* SET TASK: Output each line of the entries below as a JSON list of strings, one string per line, and leave out any blank lines.

------------

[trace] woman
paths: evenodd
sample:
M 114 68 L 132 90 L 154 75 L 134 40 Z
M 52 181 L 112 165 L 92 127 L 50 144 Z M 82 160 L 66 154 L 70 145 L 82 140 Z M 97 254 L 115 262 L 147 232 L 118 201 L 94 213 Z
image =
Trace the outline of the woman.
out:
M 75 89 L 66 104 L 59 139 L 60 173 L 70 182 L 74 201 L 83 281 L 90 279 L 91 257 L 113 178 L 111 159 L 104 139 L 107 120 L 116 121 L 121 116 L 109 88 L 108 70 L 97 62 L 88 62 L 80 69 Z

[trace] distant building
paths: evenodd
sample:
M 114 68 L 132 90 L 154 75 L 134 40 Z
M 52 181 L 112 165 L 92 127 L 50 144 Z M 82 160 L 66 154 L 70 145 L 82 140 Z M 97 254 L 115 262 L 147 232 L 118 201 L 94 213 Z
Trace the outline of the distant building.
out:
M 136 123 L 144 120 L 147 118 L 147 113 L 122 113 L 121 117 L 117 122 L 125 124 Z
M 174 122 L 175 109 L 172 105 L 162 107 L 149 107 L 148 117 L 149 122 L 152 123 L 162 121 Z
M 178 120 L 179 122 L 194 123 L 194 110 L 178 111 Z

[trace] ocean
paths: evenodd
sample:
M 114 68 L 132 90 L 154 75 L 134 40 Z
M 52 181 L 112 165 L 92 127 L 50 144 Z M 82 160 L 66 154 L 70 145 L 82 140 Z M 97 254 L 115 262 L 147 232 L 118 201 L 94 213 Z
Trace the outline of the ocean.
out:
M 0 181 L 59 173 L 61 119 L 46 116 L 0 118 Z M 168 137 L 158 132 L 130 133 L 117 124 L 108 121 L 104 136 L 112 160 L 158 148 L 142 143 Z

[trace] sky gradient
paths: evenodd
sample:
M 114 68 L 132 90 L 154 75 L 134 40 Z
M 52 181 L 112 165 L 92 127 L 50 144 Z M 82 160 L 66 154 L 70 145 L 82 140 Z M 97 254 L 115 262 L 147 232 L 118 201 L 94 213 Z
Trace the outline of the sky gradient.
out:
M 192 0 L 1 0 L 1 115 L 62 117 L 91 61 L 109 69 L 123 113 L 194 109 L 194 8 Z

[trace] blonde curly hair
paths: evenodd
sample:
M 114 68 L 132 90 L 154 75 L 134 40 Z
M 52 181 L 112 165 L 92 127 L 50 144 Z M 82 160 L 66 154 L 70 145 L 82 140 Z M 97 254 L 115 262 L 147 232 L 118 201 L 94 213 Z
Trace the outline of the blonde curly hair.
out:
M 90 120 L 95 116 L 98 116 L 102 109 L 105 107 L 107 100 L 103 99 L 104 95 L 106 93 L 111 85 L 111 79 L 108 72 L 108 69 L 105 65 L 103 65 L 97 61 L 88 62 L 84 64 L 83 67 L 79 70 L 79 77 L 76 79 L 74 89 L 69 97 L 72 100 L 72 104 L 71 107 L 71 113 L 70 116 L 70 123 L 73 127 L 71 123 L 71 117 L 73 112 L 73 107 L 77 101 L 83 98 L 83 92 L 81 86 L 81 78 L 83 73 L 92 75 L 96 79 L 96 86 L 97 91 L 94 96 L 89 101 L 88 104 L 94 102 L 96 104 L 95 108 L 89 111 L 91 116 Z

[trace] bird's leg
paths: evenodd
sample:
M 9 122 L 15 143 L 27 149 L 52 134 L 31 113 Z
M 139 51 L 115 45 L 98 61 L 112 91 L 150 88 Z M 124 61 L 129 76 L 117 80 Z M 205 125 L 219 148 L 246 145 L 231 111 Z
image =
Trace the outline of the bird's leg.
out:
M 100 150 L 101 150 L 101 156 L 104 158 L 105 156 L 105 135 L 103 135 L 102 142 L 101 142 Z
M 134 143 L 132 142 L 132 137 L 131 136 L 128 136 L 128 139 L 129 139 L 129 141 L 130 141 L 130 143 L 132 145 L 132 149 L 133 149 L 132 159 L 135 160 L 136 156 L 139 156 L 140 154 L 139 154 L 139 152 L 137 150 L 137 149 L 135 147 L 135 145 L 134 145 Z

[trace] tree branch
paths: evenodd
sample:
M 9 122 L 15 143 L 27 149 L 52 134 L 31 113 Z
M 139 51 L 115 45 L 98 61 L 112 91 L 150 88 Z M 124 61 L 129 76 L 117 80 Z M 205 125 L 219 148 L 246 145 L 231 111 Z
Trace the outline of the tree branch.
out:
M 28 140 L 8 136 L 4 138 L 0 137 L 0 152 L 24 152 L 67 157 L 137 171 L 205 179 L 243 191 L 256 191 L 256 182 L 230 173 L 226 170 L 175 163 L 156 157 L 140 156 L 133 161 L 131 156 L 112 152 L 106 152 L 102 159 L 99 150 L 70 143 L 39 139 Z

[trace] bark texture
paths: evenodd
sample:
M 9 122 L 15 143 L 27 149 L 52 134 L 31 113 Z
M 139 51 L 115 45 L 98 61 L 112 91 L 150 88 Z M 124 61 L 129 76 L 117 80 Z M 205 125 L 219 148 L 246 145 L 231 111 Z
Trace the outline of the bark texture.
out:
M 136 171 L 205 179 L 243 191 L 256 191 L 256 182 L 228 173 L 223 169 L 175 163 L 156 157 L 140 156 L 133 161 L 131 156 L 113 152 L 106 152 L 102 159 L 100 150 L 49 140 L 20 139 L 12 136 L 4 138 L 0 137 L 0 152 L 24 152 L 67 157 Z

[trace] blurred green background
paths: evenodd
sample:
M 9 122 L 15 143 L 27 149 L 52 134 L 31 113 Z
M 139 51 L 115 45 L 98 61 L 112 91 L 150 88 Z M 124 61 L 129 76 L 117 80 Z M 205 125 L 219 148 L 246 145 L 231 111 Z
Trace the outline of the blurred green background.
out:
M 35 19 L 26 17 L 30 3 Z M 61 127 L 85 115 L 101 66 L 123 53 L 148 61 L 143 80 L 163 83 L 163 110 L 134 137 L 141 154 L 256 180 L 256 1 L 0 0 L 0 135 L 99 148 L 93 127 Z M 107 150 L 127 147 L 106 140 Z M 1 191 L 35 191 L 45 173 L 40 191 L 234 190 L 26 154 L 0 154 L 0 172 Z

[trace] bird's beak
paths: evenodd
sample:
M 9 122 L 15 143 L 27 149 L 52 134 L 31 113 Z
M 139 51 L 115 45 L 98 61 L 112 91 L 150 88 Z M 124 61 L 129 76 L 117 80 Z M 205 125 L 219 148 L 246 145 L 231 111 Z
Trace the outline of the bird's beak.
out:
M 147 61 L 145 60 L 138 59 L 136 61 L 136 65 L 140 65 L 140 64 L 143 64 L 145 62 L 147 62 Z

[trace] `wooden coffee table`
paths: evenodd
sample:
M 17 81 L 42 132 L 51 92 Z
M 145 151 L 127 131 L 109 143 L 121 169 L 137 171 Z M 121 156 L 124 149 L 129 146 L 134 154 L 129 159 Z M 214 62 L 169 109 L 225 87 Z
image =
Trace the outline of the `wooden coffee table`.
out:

------------

* REPLY TO THE EXERCISE:
[
  "[trace] woman",
  "paths: evenodd",
  "sample:",
  "M 114 68 L 132 90 L 154 75 L 134 40 Z",
  "M 52 181 L 112 165 L 92 127 L 50 144 Z M 82 160 L 66 154 L 70 145 L 82 140 Z M 97 254 L 115 262 L 147 232 L 118 201 L 94 213 Z",
  "image =",
  "Trace the outline of the woman.",
  "out:",
  "M 75 89 L 66 104 L 59 139 L 60 173 L 70 182 L 74 201 L 83 281 L 90 279 L 91 257 L 113 178 L 111 159 L 104 139 L 107 120 L 116 121 L 121 116 L 109 88 L 108 70 L 97 62 L 88 62 L 80 69 Z",
  "[trace] distant building",
  "paths: evenodd",
  "sample:",
  "M 114 68 L 132 90 L 154 75 L 134 40 Z",
  "M 52 181 L 112 165 L 92 127 L 50 144 Z M 82 160 L 66 154 L 70 145 L 82 140 Z M 97 254 L 115 262 L 147 232 L 118 201 L 94 213 Z",
  "Trace the outline of the distant building.",
  "out:",
  "M 136 123 L 144 120 L 147 118 L 147 113 L 122 113 L 121 117 L 117 122 L 125 124 Z",
  "M 174 122 L 175 109 L 172 105 L 162 107 L 149 107 L 148 117 L 149 122 L 152 123 L 162 121 Z",
  "M 178 120 L 179 122 L 194 123 L 194 110 L 178 111 Z",
  "[trace] ocean",
  "paths: evenodd",
  "sample:",
  "M 114 68 L 132 90 L 154 75 L 134 40 Z",
  "M 52 181 L 112 165 L 92 127 L 50 144 Z M 82 160 L 66 154 L 70 145 L 82 140 Z M 97 254 L 115 262 L 147 232 L 118 201 L 94 213 Z",
  "Trace the outline of the ocean.",
  "out:",
  "M 0 181 L 59 173 L 61 119 L 46 116 L 0 118 Z M 168 137 L 158 132 L 130 133 L 117 124 L 108 121 L 104 136 L 112 160 L 158 148 L 142 143 Z",
  "[trace] sky gradient",
  "paths: evenodd",
  "sample:",
  "M 114 68 L 132 90 L 154 75 L 134 40 Z",
  "M 52 181 L 112 165 L 92 127 L 50 144 Z M 82 160 L 66 154 L 70 145 L 82 140 Z M 97 254 L 115 262 L 147 232 L 118 201 L 94 213 Z",
  "Trace the outline of the sky gradient.",
  "out:",
  "M 192 0 L 1 0 L 1 115 L 62 117 L 91 61 L 109 69 L 123 113 L 194 109 L 194 8 Z",
  "[trace] blonde curly hair",
  "paths: evenodd",
  "sample:",
  "M 114 68 L 132 90 L 154 75 L 134 40 Z",
  "M 52 181 L 112 165 L 92 127 L 50 144 Z M 82 160 L 66 154 L 70 145 L 82 140 Z M 97 254 L 115 262 L 147 232 L 118 201 L 94 213 Z",
  "Trace the outline of the blonde curly hair.",
  "out:",
  "M 90 120 L 95 116 L 98 116 L 102 109 L 105 107 L 107 100 L 103 99 L 104 95 L 106 93 L 111 85 L 111 79 L 108 72 L 108 69 L 105 65 L 103 65 L 97 61 L 88 62 L 84 64 L 83 67 L 79 70 L 79 77 L 76 79 L 74 89 L 69 97 L 72 100 L 72 104 L 71 107 L 71 113 L 70 116 L 70 123 L 73 127 L 71 123 L 71 117 L 73 112 L 73 107 L 77 101 L 83 98 L 83 92 L 81 86 L 81 78 L 83 73 L 92 75 L 96 79 L 96 86 L 97 91 L 94 96 L 89 101 L 88 104 L 94 102 L 96 104 L 95 108 L 89 111 L 91 116 Z",
  "[trace] bird's leg",
  "paths: evenodd",
  "sample:",
  "M 9 122 L 15 143 L 27 149 L 52 134 L 31 113 Z",
  "M 139 51 L 115 45 L 98 61 L 112 91 L 150 88 Z M 124 61 L 129 76 L 117 80 Z M 205 125 L 219 148 L 246 145 L 231 111 Z",
  "image =",
  "Trace the outline of the bird's leg.",
  "out:",
  "M 100 150 L 101 150 L 101 156 L 104 158 L 105 156 L 105 135 L 103 135 L 102 142 L 101 142 Z",
  "M 134 143 L 132 142 L 132 137 L 131 136 L 128 136 L 128 139 L 129 139 L 129 141 L 130 141 L 130 143 L 132 145 L 132 149 L 133 149 L 132 159 L 135 160 L 136 156 L 139 156 L 140 154 L 139 154 L 139 152 L 137 150 L 137 149 L 135 147 L 135 145 L 134 145 Z",
  "[trace] tree branch",
  "paths: evenodd",
  "sample:",
  "M 9 122 L 15 143 L 27 149 L 52 134 L 31 113 Z",
  "M 139 51 L 115 45 L 98 61 L 112 91 L 150 88 Z M 124 61 L 129 76 L 117 80 Z M 205 125 L 219 148 L 246 145 L 231 111 Z",
  "Trace the outline of the tree branch.",
  "out:",
  "M 28 140 L 8 136 L 4 138 L 0 137 L 0 152 L 24 152 L 67 157 L 137 171 L 205 179 L 243 191 L 256 191 L 256 182 L 230 173 L 226 170 L 175 163 L 156 157 L 140 156 L 133 161 L 131 156 L 112 152 L 106 152 L 102 159 L 99 150 L 70 143 L 39 139 Z",
  "[trace] bark texture",
  "paths: evenodd",
  "sample:",
  "M 9 122 L 15 143 L 27 149 L 52 134 L 31 113 Z",
  "M 139 51 L 115 45 L 98 61 L 112 91 L 150 88 Z M 124 61 L 129 76 L 117 80 Z M 205 125 L 219 148 L 246 145 L 231 111 Z",
  "Trace the outline of the bark texture.",
  "out:",
  "M 136 171 L 205 179 L 243 191 L 256 191 L 256 182 L 228 173 L 223 169 L 175 163 L 156 157 L 140 156 L 133 161 L 131 156 L 113 152 L 106 152 L 102 159 L 100 150 L 49 140 L 20 139 L 12 136 L 4 138 L 0 137 L 0 152 L 24 152 L 67 157 Z",
  "[trace] blurred green background",
  "paths: evenodd",
  "sample:",
  "M 9 122 L 15 143 L 27 149 L 52 134 L 31 113 Z",
  "M 139 51 L 115 45 L 98 61 L 112 91 L 150 88 Z M 124 61 L 129 76 L 117 80 Z M 205 125 L 219 148 L 246 145 L 231 111 Z",
  "Trace the outline of the blurred green background.",
  "out:",
  "M 35 19 L 26 17 L 30 3 Z M 61 127 L 85 115 L 101 66 L 123 53 L 148 61 L 143 80 L 163 83 L 163 110 L 134 137 L 141 154 L 256 180 L 256 1 L 0 0 L 0 135 L 99 148 L 93 127 Z M 107 150 L 127 147 L 106 140 Z M 1 191 L 35 191 L 45 173 L 40 191 L 234 190 L 26 154 L 0 154 L 0 172 Z",
  "[trace] bird's beak",
  "paths: evenodd",
  "sample:",
  "M 9 122 L 15 143 L 27 149 L 52 134 L 31 113 Z",
  "M 139 51 L 115 45 L 98 61 L 112 91 L 150 88 Z M 124 61 L 129 76 L 117 80 Z M 205 125 L 219 148 L 246 145 L 231 111 Z",
  "Trace the outline of the bird's beak.",
  "out:",
  "M 147 61 L 145 60 L 138 59 L 136 61 L 136 65 L 140 65 L 140 64 L 143 64 L 145 62 L 147 62 Z",
  "[trace] `wooden coffee table`",
  "paths: evenodd",
  "sample:",
  "M 17 81 L 42 132 L 51 92 Z",
  "M 145 151 L 127 131 L 109 143 L 121 169 L 137 171 Z M 121 156 L 124 149 L 129 146 L 134 154 L 129 159 Z M 214 62 L 169 109 L 225 87 Z",
  "image =",
  "Trace the outline of the `wooden coffee table`.",
  "out:"
]